▸ WHAT IS ASKED:
Reproduce the rows below word for word. Begin at the line that contains "of the cliff" and stop after the last line of the rows.

▸ DATA FOR THE TASK:
+ + + + + + +

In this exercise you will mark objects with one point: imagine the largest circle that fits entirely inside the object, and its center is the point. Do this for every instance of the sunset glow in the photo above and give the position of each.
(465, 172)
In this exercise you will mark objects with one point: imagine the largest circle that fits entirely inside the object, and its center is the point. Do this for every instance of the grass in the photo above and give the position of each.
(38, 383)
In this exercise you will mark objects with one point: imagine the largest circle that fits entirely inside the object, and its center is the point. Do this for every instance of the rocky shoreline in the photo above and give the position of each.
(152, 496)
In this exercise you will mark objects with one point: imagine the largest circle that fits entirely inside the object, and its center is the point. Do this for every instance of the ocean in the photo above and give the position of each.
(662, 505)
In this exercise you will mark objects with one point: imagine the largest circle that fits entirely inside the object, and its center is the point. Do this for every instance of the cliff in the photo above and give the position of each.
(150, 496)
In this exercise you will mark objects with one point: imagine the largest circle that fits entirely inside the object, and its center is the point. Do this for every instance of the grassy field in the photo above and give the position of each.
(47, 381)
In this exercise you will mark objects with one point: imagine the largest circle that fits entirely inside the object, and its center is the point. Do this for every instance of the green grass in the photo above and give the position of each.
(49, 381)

+ + + + + + +

▸ RESULT:
In this exercise you will mark objects with one point: imagine the largest circle that fits entirely inside the object, and its center is the point. Do this for every instance of the cliff in the photo above and give the position of each.
(150, 496)
In this exercise you will mark objects with one point: imagine the largest circle that fits entirely inside the object, and its center is the point. Do this for every instance of the grassy field in the photo above and give the position of each.
(47, 381)
In this exercise you will mark objects with one point: imagine the largest circle that fits entirely inside the object, and its center is the point. Do this for every instance of the green grass in the photo above and give the position of each.
(49, 381)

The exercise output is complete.